WHAT THE EXERCISE ASKS:
Repeat the records below word for word, leaving out the pictures.

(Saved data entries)
================

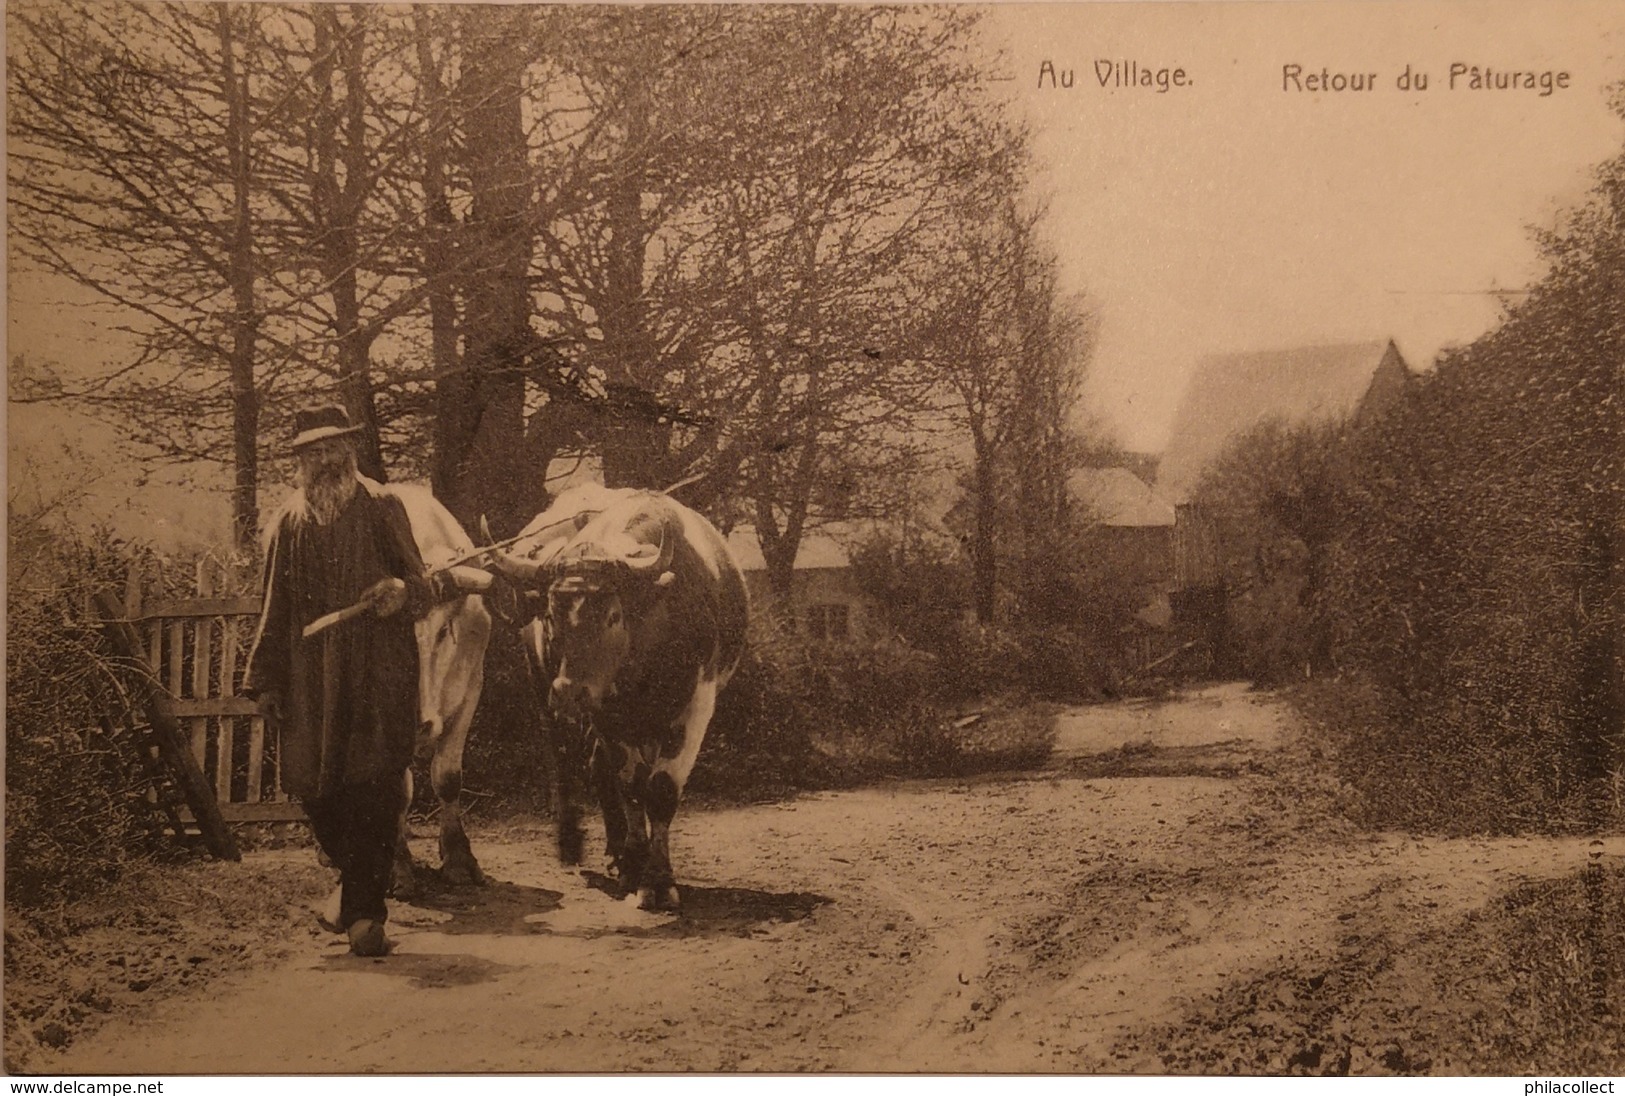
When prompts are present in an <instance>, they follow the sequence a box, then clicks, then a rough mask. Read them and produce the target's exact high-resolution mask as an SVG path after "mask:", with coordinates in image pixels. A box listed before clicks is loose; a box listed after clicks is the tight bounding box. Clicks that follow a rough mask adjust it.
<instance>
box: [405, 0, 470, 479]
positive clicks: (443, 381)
mask: <svg viewBox="0 0 1625 1096" xmlns="http://www.w3.org/2000/svg"><path fill="white" fill-rule="evenodd" d="M442 21H444V15H440V13H439V11H437V10H436V8H426V7H418V8H414V10H413V29H414V33H416V46H418V83H419V86H421V88H423V96H424V115H426V120H427V132H426V133H424V140H423V197H424V221H426V223H424V242H423V276H424V280H426V281H427V285H429V340H431V353H432V356H434V397H436V398H434V402H436V415H434V457H432V465H431V472H429V483H431V488H432V489H434V493H436V496H437V498H440V499H448V498H452V496H453V493H455V489H457V480H458V475H457V470H458V467H460V454H461V450H463V446H465V442H463V439H465V437H466V436H468V434H470V431H471V426H470V423H468V421H466V418H465V410H466V408H468V405H470V385H468V374H466V372H463V368H461V359H460V358H458V353H457V293H455V289H453V285H455V281H453V272H452V236H453V233H455V220H453V216H452V202H450V198H448V197H447V159H448V156H447V145H448V143H450V125H452V124H450V114H452V112H450V104H448V101H447V93H445V81H444V78H442V62H439V60H437V59H436V57H434V41H436V37H437V31H439V28H437V26H436V24H437V23H442Z"/></svg>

================

RESPONSE TO THE EXERCISE:
When prompts are present in an <instance>, they follow the sequence a box, then clicks, then a rough mask. Read them and produce the target's exact high-resolution mask as an SVG path after "mask:", with coordinates in image pixels. A box listed before clicks is loose; a box listed after clicks is the tight bounding box. Clicks that follow a rough mask adjust it.
<instance>
box: [405, 0, 470, 479]
positive clicks: (443, 381)
mask: <svg viewBox="0 0 1625 1096" xmlns="http://www.w3.org/2000/svg"><path fill="white" fill-rule="evenodd" d="M442 21H444V15H440V13H439V11H437V10H436V8H426V7H418V8H414V10H413V29H414V33H416V46H418V83H419V86H421V88H423V96H424V115H426V120H427V132H426V133H424V140H423V197H424V221H426V223H424V242H423V276H424V280H426V281H427V285H429V340H431V353H432V356H434V397H436V398H434V402H436V415H434V457H432V465H431V472H429V483H431V488H432V489H434V493H436V496H437V498H440V499H448V498H452V496H453V493H455V489H457V480H458V475H457V470H458V467H460V454H461V450H463V446H465V442H463V439H465V437H466V436H468V434H470V431H471V426H470V423H468V421H466V418H465V410H466V408H468V405H470V385H468V374H466V372H463V368H461V359H460V358H458V353H457V293H455V289H453V285H455V281H453V272H452V236H453V233H455V220H453V216H452V202H450V198H448V197H447V159H448V156H447V145H448V143H450V125H452V124H450V114H452V112H450V104H448V101H447V93H445V81H444V78H442V62H439V60H437V59H436V57H434V41H436V37H437V31H439V28H437V26H436V24H437V23H442Z"/></svg>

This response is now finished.